** start of SOURCE MATERIAL **

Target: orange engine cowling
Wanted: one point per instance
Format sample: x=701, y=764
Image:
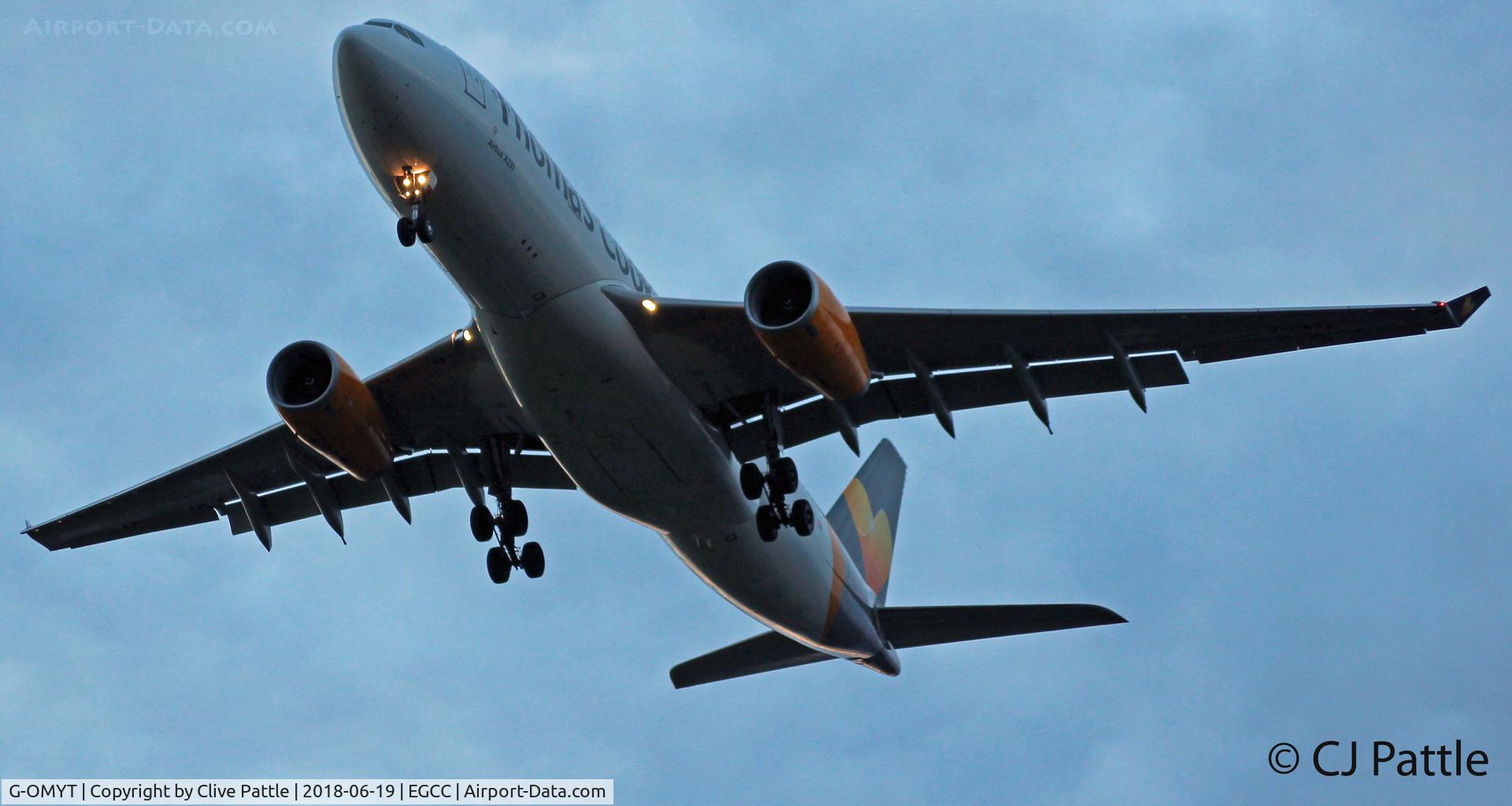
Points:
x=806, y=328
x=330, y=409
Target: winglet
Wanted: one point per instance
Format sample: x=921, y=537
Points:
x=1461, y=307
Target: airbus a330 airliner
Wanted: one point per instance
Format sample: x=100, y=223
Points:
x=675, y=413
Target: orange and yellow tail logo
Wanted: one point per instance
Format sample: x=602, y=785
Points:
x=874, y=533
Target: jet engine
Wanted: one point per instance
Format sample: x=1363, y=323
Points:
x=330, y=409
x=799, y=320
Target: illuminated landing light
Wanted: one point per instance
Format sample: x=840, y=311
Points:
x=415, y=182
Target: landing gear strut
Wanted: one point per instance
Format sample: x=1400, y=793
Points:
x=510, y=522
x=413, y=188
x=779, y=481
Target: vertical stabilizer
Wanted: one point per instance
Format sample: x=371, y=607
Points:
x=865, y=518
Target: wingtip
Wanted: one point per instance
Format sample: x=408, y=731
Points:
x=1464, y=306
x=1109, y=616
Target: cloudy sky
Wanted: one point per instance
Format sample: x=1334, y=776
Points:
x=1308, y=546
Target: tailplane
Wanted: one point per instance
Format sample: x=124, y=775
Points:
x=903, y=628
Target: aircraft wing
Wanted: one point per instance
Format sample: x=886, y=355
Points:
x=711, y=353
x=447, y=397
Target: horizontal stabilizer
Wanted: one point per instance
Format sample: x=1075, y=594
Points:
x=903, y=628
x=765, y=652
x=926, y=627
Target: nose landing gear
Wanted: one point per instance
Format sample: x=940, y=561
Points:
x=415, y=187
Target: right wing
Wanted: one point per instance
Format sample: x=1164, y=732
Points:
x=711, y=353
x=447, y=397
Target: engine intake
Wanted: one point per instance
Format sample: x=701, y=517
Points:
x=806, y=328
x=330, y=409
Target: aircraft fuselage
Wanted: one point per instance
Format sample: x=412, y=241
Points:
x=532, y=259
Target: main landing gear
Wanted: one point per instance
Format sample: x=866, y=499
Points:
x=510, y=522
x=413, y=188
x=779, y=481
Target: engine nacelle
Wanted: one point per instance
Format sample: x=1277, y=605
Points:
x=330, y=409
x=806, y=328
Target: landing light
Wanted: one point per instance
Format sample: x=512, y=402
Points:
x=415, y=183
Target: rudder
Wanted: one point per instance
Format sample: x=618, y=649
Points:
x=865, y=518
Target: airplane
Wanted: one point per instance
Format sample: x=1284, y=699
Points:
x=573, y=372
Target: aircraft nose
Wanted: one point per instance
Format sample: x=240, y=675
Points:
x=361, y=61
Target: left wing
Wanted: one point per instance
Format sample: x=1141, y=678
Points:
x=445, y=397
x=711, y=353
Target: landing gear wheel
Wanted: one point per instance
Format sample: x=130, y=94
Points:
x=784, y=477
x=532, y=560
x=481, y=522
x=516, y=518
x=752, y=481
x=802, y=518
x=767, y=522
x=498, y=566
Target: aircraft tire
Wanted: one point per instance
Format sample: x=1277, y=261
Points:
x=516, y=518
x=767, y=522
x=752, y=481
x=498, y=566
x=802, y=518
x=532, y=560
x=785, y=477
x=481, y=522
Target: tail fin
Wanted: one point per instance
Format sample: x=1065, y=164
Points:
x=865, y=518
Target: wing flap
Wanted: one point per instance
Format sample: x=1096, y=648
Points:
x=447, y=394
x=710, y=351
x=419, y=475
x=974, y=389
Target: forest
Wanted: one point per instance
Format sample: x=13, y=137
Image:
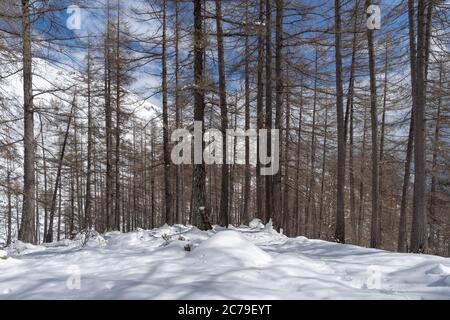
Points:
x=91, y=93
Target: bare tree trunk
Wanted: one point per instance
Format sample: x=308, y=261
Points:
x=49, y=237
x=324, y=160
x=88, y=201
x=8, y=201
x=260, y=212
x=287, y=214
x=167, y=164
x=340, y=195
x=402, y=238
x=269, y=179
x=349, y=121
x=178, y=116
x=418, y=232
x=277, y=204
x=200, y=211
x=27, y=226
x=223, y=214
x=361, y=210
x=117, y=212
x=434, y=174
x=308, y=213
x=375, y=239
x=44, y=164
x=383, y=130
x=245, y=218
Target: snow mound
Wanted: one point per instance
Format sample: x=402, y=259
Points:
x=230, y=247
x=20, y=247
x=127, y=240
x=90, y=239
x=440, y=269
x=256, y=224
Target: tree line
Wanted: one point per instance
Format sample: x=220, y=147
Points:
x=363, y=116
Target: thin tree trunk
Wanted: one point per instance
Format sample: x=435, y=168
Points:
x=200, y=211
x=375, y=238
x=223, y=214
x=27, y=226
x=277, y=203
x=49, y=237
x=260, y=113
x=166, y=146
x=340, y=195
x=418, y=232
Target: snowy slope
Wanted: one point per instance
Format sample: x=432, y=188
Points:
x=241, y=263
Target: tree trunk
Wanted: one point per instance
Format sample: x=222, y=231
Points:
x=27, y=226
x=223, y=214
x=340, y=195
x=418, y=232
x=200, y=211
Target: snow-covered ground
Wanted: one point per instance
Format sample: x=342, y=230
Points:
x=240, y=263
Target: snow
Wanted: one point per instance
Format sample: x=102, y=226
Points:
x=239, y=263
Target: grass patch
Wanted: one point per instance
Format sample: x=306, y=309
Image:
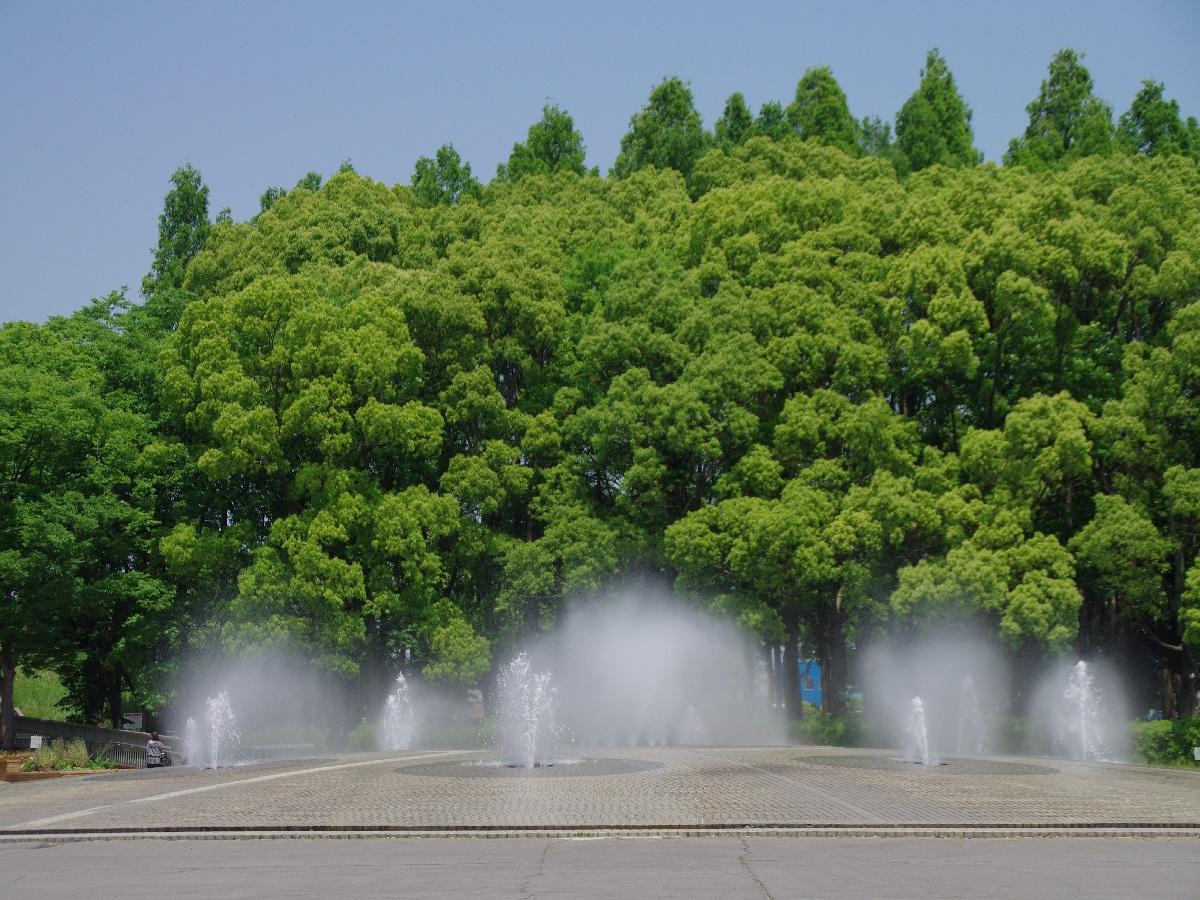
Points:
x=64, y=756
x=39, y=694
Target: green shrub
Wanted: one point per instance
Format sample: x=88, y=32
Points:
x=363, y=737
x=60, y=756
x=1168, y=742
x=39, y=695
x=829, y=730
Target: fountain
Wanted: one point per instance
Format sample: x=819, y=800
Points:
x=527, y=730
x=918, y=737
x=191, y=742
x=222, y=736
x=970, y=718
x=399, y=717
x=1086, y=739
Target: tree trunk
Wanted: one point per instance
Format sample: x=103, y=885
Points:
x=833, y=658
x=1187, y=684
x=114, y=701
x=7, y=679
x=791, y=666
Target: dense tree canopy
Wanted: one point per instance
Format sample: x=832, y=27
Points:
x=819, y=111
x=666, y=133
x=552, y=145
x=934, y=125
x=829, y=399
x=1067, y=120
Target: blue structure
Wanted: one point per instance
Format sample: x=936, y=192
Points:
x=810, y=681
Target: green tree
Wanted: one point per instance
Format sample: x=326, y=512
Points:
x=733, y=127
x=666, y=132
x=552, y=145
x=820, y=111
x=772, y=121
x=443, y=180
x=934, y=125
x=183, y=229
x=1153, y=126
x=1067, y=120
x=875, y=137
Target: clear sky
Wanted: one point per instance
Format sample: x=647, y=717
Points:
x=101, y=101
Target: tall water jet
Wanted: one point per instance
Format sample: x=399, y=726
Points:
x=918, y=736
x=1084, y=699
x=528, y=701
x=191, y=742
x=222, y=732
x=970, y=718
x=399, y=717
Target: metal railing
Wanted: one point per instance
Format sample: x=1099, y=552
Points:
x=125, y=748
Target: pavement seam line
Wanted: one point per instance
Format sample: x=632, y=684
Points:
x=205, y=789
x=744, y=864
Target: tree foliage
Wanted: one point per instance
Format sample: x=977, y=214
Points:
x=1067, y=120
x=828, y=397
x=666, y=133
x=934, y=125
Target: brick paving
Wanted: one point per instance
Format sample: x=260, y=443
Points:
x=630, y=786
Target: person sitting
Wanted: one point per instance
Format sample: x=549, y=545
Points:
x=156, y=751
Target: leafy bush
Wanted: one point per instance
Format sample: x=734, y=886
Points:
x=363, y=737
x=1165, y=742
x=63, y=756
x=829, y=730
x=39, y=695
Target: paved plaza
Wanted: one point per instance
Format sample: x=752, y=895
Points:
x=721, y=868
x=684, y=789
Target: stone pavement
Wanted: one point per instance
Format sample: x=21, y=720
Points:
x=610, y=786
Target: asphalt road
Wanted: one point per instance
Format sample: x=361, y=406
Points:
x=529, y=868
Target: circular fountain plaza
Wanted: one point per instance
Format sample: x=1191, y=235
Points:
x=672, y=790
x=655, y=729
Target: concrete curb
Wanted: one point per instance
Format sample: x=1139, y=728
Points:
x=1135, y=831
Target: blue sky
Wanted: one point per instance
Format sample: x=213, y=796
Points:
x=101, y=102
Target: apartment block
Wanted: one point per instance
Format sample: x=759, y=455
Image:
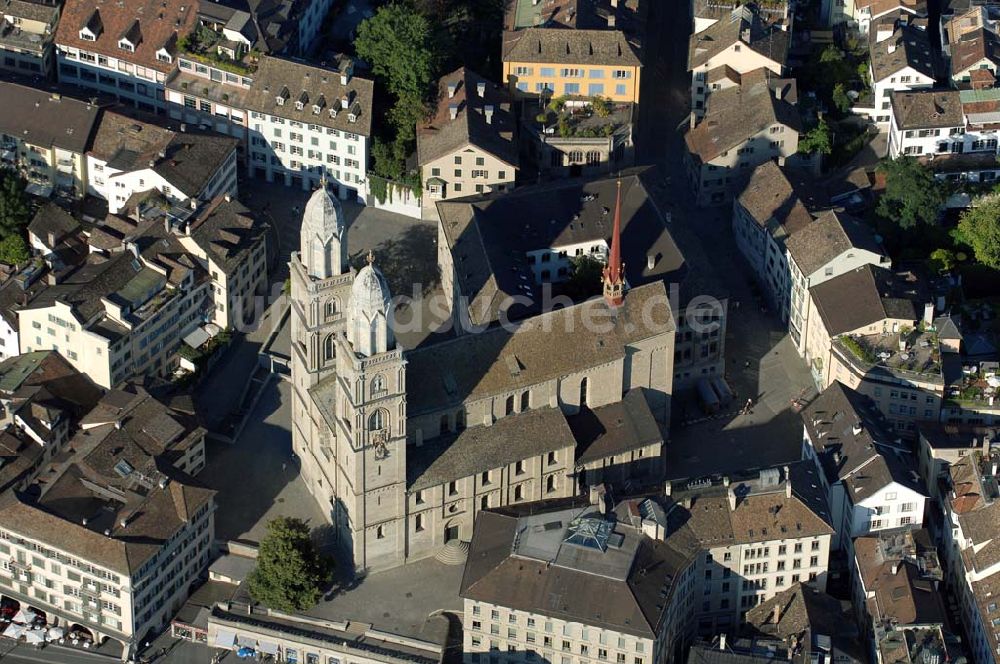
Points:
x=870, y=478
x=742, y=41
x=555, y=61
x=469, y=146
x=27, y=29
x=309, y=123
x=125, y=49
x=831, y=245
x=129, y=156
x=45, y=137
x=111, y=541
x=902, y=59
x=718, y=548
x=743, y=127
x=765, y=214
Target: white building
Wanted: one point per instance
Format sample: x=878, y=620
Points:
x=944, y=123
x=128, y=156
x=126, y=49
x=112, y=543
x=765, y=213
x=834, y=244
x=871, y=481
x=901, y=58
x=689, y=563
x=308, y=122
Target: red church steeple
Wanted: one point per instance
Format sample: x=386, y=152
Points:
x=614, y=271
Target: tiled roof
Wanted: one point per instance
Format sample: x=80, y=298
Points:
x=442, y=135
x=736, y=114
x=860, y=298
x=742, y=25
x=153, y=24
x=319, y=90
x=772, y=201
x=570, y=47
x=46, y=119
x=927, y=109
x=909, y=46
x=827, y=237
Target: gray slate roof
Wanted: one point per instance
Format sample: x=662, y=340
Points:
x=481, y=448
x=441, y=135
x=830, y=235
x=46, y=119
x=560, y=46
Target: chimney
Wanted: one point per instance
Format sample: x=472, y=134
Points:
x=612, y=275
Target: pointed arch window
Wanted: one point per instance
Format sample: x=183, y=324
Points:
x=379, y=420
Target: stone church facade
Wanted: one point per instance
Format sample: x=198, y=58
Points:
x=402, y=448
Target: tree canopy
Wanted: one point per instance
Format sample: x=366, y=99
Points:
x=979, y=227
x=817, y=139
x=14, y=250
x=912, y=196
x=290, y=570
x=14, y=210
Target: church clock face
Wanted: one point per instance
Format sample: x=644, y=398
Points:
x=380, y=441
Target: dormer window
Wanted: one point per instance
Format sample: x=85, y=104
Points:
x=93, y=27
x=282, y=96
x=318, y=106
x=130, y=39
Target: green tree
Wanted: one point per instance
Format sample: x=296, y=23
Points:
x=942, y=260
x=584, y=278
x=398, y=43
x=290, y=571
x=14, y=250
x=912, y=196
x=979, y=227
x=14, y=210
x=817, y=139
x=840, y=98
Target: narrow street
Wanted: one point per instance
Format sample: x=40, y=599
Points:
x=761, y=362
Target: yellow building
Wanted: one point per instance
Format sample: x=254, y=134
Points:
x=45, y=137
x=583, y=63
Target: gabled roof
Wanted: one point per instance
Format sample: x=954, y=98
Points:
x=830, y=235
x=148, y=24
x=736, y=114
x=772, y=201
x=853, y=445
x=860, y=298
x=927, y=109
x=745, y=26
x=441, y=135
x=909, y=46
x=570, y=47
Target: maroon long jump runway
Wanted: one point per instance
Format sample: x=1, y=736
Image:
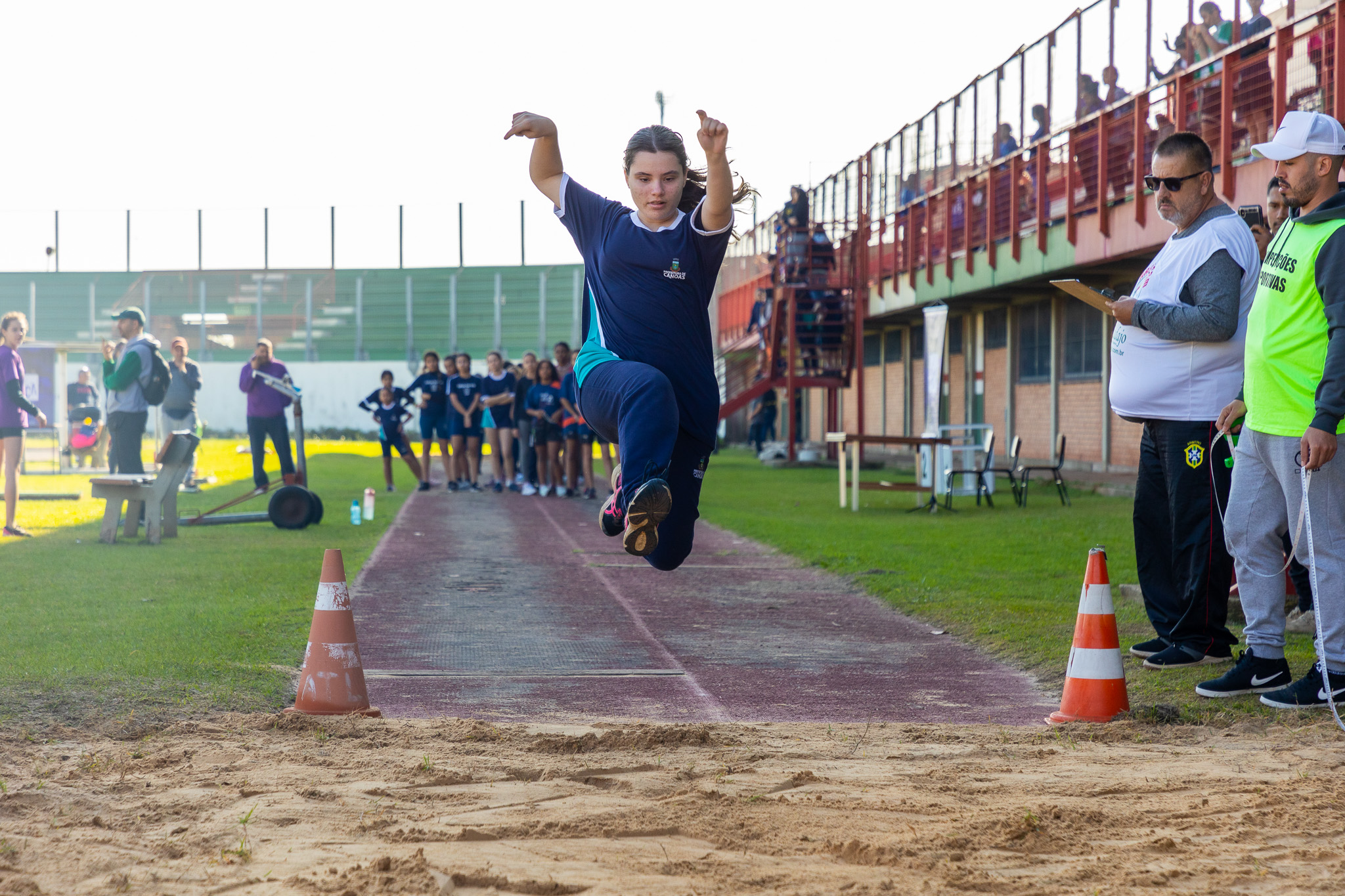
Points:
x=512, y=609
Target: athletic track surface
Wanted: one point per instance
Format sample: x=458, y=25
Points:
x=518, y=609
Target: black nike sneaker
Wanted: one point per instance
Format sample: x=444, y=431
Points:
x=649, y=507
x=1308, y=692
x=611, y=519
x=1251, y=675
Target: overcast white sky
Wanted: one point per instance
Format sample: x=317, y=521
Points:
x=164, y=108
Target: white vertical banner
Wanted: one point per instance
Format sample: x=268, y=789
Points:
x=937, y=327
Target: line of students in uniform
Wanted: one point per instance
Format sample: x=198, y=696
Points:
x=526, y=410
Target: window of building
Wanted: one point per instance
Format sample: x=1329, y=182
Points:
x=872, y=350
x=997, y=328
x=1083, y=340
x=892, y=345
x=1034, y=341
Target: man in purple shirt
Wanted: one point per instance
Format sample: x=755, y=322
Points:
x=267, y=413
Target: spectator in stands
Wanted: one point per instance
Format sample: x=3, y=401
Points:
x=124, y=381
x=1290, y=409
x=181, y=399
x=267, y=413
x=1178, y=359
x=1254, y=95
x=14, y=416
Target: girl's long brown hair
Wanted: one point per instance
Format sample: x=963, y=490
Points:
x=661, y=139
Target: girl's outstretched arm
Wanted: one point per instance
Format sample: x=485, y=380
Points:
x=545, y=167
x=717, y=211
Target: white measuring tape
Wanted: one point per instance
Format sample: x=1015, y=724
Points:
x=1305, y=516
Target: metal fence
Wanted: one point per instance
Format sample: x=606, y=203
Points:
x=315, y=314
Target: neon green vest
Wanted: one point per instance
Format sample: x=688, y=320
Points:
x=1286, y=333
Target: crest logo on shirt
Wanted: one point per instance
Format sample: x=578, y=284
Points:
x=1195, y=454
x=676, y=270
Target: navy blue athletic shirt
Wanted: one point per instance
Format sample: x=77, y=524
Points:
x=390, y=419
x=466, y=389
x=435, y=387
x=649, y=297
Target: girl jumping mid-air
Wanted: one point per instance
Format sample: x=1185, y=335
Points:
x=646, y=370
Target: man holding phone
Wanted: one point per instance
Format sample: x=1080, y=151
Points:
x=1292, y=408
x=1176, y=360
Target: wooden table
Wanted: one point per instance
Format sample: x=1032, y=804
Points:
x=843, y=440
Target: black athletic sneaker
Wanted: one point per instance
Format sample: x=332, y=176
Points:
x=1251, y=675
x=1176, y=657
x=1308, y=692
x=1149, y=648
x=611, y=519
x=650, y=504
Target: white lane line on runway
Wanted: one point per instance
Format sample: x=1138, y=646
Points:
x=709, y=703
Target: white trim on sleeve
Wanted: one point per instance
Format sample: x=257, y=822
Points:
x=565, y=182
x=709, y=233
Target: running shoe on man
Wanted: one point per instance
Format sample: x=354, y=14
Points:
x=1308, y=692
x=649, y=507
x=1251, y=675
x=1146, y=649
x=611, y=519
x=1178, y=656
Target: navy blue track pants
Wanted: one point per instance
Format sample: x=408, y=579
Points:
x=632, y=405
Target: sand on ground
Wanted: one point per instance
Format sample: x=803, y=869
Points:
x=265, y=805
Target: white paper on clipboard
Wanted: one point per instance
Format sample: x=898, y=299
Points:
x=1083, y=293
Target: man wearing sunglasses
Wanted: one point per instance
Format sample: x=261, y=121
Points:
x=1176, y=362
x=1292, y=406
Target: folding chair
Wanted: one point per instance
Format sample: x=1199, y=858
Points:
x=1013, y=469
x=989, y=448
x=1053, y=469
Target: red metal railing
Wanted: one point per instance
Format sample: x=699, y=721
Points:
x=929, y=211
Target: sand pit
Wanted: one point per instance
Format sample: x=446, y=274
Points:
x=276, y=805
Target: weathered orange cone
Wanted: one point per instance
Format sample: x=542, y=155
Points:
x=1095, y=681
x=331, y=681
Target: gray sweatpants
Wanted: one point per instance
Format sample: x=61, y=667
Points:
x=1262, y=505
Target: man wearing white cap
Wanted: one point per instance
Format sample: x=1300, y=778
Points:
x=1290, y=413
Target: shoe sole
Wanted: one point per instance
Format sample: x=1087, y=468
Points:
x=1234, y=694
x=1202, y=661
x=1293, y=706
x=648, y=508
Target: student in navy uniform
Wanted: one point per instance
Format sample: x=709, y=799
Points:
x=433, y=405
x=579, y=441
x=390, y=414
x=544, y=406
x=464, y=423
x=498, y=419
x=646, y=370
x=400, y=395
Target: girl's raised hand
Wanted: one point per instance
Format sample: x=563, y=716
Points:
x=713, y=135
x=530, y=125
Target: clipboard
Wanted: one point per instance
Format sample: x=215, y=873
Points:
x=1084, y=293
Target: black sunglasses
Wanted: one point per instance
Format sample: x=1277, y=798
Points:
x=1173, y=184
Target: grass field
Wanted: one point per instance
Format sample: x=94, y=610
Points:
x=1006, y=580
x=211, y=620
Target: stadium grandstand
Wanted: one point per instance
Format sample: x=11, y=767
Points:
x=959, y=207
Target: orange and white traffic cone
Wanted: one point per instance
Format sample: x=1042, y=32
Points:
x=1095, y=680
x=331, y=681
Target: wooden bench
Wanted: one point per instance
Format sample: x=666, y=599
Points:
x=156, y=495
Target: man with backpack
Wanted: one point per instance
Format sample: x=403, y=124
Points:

** end of SOURCE MATERIAL **

Copy exactly the lines from the one containing "Target: red metal railing" through the last line of the records, both included, and nothing else.

Target: red metal railing
Wanted: one point per instance
Format sample: x=699, y=721
Points:
x=929, y=211
Target: sand pit
Wanted: one point per instance
Format sample: x=446, y=274
Points:
x=276, y=805
Target: weathered orange cone
Wanted: one point per instance
Format sample: x=542, y=155
Points:
x=1095, y=681
x=331, y=681
Target: gray sweatpants
Wanted: one point per instance
Format sample: x=61, y=667
Points:
x=1262, y=505
Target: man wearing white cap
Wanted: one point per instance
Format sample: x=1300, y=778
Points:
x=1290, y=413
Target: shoe sole
Wanted: one point per instance
Format sample: x=1087, y=468
Points:
x=1234, y=694
x=1202, y=661
x=1293, y=706
x=648, y=508
Target: student in navy uniform
Wanted: one point per instance
Format sample: x=709, y=799
Points:
x=433, y=405
x=579, y=441
x=390, y=414
x=544, y=406
x=464, y=423
x=498, y=419
x=646, y=370
x=400, y=395
Target: girl's raised hand
Wanted: one point per instance
Format sample: x=563, y=716
Points:
x=713, y=135
x=530, y=125
Target: clipboard
Wanted: one point per instance
Format sample: x=215, y=873
Points:
x=1084, y=293
Target: black sunglasses
Wanted: one point per instance
Format sample: x=1277, y=798
Points:
x=1173, y=184
Target: grass field
Wanted: one point per instance
Format sample: x=94, y=610
Points:
x=1006, y=580
x=211, y=620
Target: stadium grandstand
Wanted: one point per instance
Format sample: x=11, y=767
Points:
x=959, y=207
Target: orange and white traffic cone
Wanted: one point per instance
Format sample: x=1042, y=32
Points:
x=1095, y=680
x=331, y=681
Target: wooden bench
Wanted: one point per instance
Format sample: x=666, y=599
Points:
x=156, y=495
Target: man with backpack
Wanted: one point per instance
Format sample: x=403, y=124
Points:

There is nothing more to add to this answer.